**ANGEZEIGTER TEXT:**
──────────

In Italien wird das Recht auf Abtreibung ausgehöhlt
Seit fast 50 Jahren haben Italienerinnen die Möglichkeit zum Schwangerschaftsabbruch. Das soll sich jetzt ändern – und die Ärzte spielen mit
Die Regeln in Deutschland und Italien ähneln sich, aber zumindest auf dem Papier ist das katholische Italien liberaler: Grundsätzlich sind in Italien Schwangerschaftsabbrüche erlaubt: Mit dem „Gesetz 194“sind Abtreibungen bis zur 12. Schwangerschaftswoche im Jahr 1978 nach jahrelangen Kämpfen legalisiert worden. Voraussetzung, um eine Abtreibung durchführen zu können, ist ein vorheriges Beratungsgespräch (wie in Deutschland) mit anschließender siebentägiger Bedenkzeit.

──────────

**VORLIEGENDES MATERIAL:**
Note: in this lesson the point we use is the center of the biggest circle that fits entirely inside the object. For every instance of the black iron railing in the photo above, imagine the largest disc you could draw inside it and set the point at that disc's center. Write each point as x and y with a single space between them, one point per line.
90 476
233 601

──────────

**ZU BEANTWORTENDE FRAGEN:**
(A) Bis zu welcher Schwangerschaftswoche sind Abtreibungen in Italien laut dem Text über das Abtreibungsrecht in Italien durch das „Gesetz 194“ legal?
(B) Nimm den Text über das Abtreibungsrecht in Italien nach seinem letzten Satz wieder auf und schreib ihn weiter.

**LISTE DER ANTWORTEN:**
(A) Bis zur 12. Schwangerschaftswoche.

(B)
In den fast 50 Jahren seit Inkrafttreten der „Legge 194“hat es immer wieder Versuche rechter und katholischer Parteien gegeben, das Gesetz auszuhebeln, jeweils mit tatkräftiger Hilfe der Kirche. In zwei Volksabstimmungen haben sich die Italienerinnen und Italiener jedoch mit klarer Mehrheit dagegen ausgesprochen, das Gesetz wieder abzuschaffen.
Das hindert die Rechtskoalition von Giorgia Meloni nicht, einen neuen Versuch zu unternehmen. Immerhin war die Ministerpräsidentin und Chefin der postfaschistischen Fratelli d‘Italia im Wahlkampf mit dem Slogan „für Familie, Gott und Vaterland“angetreten.
Mit dem Vorstoß, den Rechtspolitiker am Montag in der zuständigen Parlamentskommission eingebracht haben, soll die „Legge 194“zwar nicht gänzlich abgeschafft, aber die psychologischen Hürden für abtreibungswillige Frauen deutlich erhöht werden: Neu sollen zu den obligatorischen Beratungsgesprächen auch Vertreter der militanten Abtreibungsgegner-Organisationen wie Pro Vita zugelassen werden.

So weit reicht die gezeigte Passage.